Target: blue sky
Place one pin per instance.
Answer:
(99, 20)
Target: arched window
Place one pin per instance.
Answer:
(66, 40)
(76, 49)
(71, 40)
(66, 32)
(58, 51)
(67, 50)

--- --- ---

_EXERCISE OBJECTIVE_
In the material, find each line with the word "Target" and list it.

_WRITTEN ANSWER_
Target: blue sky
Target: arched window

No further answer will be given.